» Problems to work on
a: In the dog-barking thread, which frequency band does JohnWill say an emitter would need to reach to get a dog's attention?
b: Pick up the dog-barking thread after its final sentence and keep it going.

» Excerpt
# stop dog barking software



## b1ffyi59 (Mar 6, 2005)

Hello to everyone
This might seem funny to a lot of people,but I live in China ,where people don't have any respect for other people's well being.I live in a condo complex with a few dogs in the place that won't stop barking at all hours.I would prefer to wake up at the sound of birds than dogs.Is there any software that exists that I could use on my computer to emit some kind of sound that would stop dogs from barking.I know they make dog whistles that can do that,but I am trying to avoid having to get up to blow a whistle every time I hear continuous dog barking.
Thank you
Jean-Guy Roberge
[email protected]


----------



## new tech guy (Mar 27, 2006)

I have an idea, get one of those dog whistles and record the sound to the pc using the windows sound recorder and computer microphone and just play that back whenever the dog starts barking and that might work although i cant make any gaurantees.


----------



## JohnWill (Oct 19, 2002)

I suspect you'll need something better than the typical PC speakers to actually output the frequencies that the dog whistle uses. I think you may need a piezoelectric emitter of some kind to output enough energy in the 20khz or higher band to actually get the dog's attention.

FWIW, since you already hear the dog barking, I don't think the computer is a necessary part of the equation, just a push button and and the deed is done.


----------



## new tech guy (Mar 27, 2006)

I realized this too, that even if the sound plays back from the pc, there is still the act of having to open the pc and press play. If the mic does pick up the frequency you should then burn the audio file to a cd and instead of having to fire up a pc, like jw said all you do is put the cd in, press play and set repeat and your done. However, I do think that a standard speaker may play it. This may sound funny but i was watching somthing on csi, and they were checking somthing out where a high pitch sound was emmitted that breaks glass and the sound came from simply an ipod in a speaker dock. Not sure how true that is to life but i do know some of the science in the show is real. Can't make a guarantee though but i would say its worth a shot.

» Collected data
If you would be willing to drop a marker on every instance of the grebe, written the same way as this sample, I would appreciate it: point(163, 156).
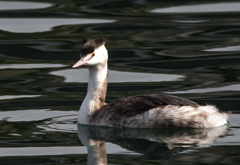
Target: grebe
point(142, 111)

» The responses
a: The 20 kHz or higher band.

b:
----------



## JohnWill (Oct 19, 2002)

That's TV, we're talking real life.


----------



## new tech guy (Mar 27, 2006)

Hey it may just work. Mythbusters also blew up crystal glass with a concert amp.  So if it can reach a pitch and frequencey to break glass i think a dog whistle should be no problem for it. Why i say its still worth a shot.


----------



## heath_inla (Nov 6, 2007)

Hi, I'm having a very similar problem myself with my rear neighbor's dogs, they insist that it's their right to leave them in their backyard all day long even though they bark constantly most of the day. I've confronted them, tried to get the HOA to do something (they are worthless), and even Animal Control came out once and left them a notice but that was about it.

I'm a C# developer and if someone can provide me an ultrasonic recording like the one found in the "Bark Free Pro" device, I'll create a software program that can run on a pc. The challenge would be to create a listening device that can interpret a dog's bark from other sounds and only fire the ultrasonic sound when the Dog barks. This in theory should condition the dog not to bark. 

I'm planning on mounting huge outddor speakers on the back of my house near the roof and setting this thing to run 24 hours a day. If I get it to work, I will post the software here free. I just need an ultrasonic recording to start with, maybe a .mp3 file or .wma, or whatever.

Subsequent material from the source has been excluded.